LIST OF TASKS:
1. Answer these questions from the text on big bands in the incarceration camps.
(a) How many detainees give first-person accounts in the documentary?
(b) How long is Amy Uyeki's animated short?
(c) How much did PBS North Coast receive from the National Park Service?
2. For each statement, say whether it agrees with the text on big bands in the incarceration camps, and quote the words that decide it.
(a) Twenty bands were created in 13 assembly centers and internment camps.
(b) The animation was made from woodblocks in a traditional Japanese style.
(c) Amy Uyeki's Victor Jacoby Award came from the National Park Service.
== EXCERPT ==
Big Bands in the Japanese American Incarceration Camps
The documentary offers first-person accounts of 9 detainees - big band trumpet players, saxophonists and singers - who created a soulful escape for themselves and their fellow prisoners. Their stories are interwoven with an evocative animation created from woodcuts and drawings by local Arcata artist, Amy Uyeki.
After the attack on Pearl Harbor in 1941, more than 120,000 Japanese Americans were removed from their homes and forced to live in incarceration camps during World War II. As families and individuals endeavored to create a sense of normalcy during their incarceration, many detainees engaged in artistic and athletic activities and some nurtured their love of music, especially the popular music of the day - swing. SEARCHLIGHT SERENADE focuses on the proliferation of big bands in assembly centers and internment camps throughout the West during World War II. Nisei (second-generation Japanese Americans) quickly organized dance bands when they were evacuated to the fairgrounds and racetracks that were converted into temporary assembly centers and re-organized them once they were moved to the relocation centers in desolate areas of the country. In all, twenty bands were created and thrived in 13 assembly centers and internment camps from 1942 to 1945. Swing music played a vital role as escape, as therapy, and as a connection to the outside American world. Playing and appreciating such a totally American art form was an aspect of their American identity that could not be denied within the confines of the camps or the denial of their civil rights.
PBS North Coast producers Claire Reynolds and Sam Greene collaborated with Amy Uyeki, to tell the stories of former internees who played music in the camps through interviews and archival footage interspersed with segments of Ms. Uyeki's twelve-minute animated short. Created from woodblocks done in a traditional Japanese style, the animation is inspired by actual events and accounts as well as the personal experiences of Ms. Uyeki's parents, who were both interned with their families at Gila River and Minidoka Internment Camps.
Reynolds and Uyeki obtained substantial grant funding for PBS North Coast's documentary project, which allowed the production team to conduct interviews in Los Angeles, the Bay Area, Lone Pine, Yuba City and Portland. The Eureka PBS station is one of 24 organizations nationwide to receive 2011 funding from the National Park Service's Confinement Sites Preservation Program to preserve and interpret sites where Japanese Americans were confined during World War II. PBS North Coast received $96,465 from the National Park Service and $22,000 from The California Civil Liberties Public Education Program. In addition, Amy Uyeki received a Victor Jacoby Award from the Humboldt Area Foundation to support her animation.
===
== INFORMATION ==
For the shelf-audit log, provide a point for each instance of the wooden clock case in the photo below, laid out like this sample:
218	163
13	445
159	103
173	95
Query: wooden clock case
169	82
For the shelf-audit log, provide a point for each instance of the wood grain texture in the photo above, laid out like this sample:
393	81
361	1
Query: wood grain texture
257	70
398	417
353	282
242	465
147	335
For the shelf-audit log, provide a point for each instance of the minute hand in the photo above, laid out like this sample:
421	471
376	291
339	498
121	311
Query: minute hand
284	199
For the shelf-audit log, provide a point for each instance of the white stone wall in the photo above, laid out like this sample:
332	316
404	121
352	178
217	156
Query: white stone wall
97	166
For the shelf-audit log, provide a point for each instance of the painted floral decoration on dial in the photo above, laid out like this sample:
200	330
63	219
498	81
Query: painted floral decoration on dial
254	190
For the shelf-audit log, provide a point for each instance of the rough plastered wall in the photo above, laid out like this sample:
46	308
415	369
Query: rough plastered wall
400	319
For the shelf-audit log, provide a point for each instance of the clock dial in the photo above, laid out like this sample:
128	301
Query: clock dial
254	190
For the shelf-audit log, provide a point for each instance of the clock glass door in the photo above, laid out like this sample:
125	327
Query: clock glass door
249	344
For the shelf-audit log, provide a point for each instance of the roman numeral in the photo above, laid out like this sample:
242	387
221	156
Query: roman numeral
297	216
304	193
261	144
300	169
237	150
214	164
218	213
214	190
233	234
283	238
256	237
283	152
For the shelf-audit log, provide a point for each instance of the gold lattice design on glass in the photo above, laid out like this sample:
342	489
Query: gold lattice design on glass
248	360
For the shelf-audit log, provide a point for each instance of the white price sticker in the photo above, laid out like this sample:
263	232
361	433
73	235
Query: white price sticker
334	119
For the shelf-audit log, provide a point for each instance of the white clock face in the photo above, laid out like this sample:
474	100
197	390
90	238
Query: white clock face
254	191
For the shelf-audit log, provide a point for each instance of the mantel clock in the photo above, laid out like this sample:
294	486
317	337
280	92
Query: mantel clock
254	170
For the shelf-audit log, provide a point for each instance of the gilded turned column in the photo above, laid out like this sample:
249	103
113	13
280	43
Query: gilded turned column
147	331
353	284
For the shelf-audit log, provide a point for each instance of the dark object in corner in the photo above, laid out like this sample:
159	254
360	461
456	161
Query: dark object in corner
===
RESPONSES:
1.
(a) 9
(b) Twelve minutes
(c) $96,465

2.
(a) Yes: "In all, twenty bands were created and thrived in 13 assembly centers and internment camps from 1942 to 1945."
(b) Yes: "Created from woodblocks done in a traditional Japanese style"
(c) No: "Amy Uyeki received a Victor Jacoby Award from the Humboldt Area Foundation to support her animation."